- _Task statement_:
Reproduce everything from the line containing "# locate bird's beak: put" down to the end of the records, substituting "place a marker" for "put a pin" and changing nothing else. Leave the pictures out of your answer.

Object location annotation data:
------------------------------------------------------------

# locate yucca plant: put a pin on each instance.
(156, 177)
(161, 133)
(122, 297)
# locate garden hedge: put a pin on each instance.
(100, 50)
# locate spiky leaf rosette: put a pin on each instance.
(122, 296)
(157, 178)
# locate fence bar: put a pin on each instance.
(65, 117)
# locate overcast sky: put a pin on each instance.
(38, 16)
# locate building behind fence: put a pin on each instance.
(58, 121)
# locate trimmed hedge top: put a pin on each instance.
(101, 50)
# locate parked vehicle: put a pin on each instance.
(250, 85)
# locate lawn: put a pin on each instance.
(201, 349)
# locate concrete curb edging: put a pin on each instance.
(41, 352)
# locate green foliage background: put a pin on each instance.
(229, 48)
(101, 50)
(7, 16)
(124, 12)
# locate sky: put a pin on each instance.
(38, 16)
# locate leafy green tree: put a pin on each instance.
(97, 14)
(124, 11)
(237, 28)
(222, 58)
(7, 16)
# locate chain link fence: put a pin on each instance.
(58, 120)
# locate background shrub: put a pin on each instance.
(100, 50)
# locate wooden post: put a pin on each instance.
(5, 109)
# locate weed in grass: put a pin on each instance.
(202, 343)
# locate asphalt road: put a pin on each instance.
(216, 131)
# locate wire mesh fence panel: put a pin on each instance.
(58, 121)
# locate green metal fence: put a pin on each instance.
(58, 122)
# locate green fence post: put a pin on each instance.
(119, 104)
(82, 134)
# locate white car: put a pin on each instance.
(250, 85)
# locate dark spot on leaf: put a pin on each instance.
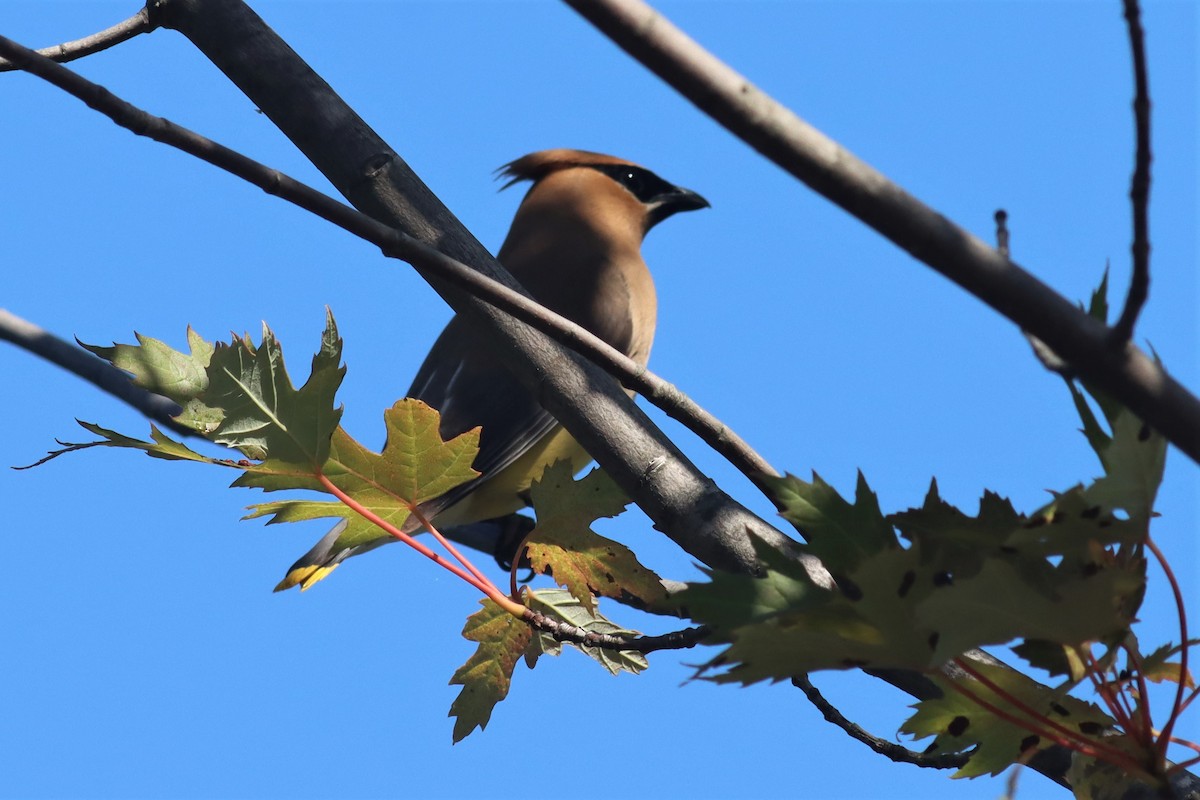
(849, 588)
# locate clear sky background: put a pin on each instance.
(144, 654)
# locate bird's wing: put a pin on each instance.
(467, 384)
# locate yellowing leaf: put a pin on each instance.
(487, 674)
(580, 559)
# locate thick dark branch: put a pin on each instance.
(891, 750)
(1139, 190)
(102, 374)
(397, 245)
(138, 23)
(683, 501)
(828, 168)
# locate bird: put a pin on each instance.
(575, 246)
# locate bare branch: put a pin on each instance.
(1139, 190)
(396, 245)
(135, 25)
(1002, 232)
(684, 503)
(99, 372)
(828, 168)
(882, 746)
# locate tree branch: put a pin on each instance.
(99, 372)
(1139, 190)
(891, 750)
(394, 244)
(828, 168)
(683, 501)
(135, 25)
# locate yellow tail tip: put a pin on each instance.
(304, 577)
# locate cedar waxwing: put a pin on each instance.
(575, 246)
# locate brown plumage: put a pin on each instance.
(575, 245)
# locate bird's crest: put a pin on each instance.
(538, 164)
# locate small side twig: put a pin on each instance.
(1002, 232)
(123, 31)
(688, 637)
(91, 368)
(1139, 190)
(895, 752)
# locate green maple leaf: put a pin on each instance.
(415, 465)
(235, 395)
(949, 540)
(264, 416)
(1029, 599)
(839, 533)
(961, 723)
(486, 677)
(564, 607)
(580, 559)
(160, 368)
(1157, 668)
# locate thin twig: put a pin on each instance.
(123, 31)
(1139, 190)
(1001, 217)
(395, 244)
(882, 746)
(832, 170)
(91, 368)
(688, 637)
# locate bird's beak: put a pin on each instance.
(669, 203)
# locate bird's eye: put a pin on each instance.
(633, 181)
(641, 182)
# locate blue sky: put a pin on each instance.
(145, 654)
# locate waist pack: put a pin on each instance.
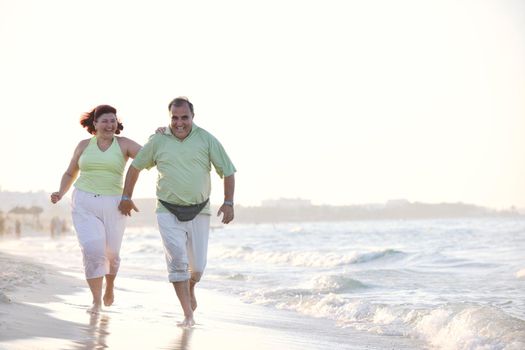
(184, 212)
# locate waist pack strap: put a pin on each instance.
(184, 212)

------------------------------------------------------------

- _Output for this exercise_:
# locate bird's beak: place a marker on each instance.
(669, 203)
# locate bird's eye: place a marker on each instance.
(633, 181)
(641, 182)
# locate blue sky: place a marker on each instance.
(145, 654)
# locate waist pack: place a marker on each instance.
(184, 212)
# locate waist pack strap: place a marker on each instance.
(184, 212)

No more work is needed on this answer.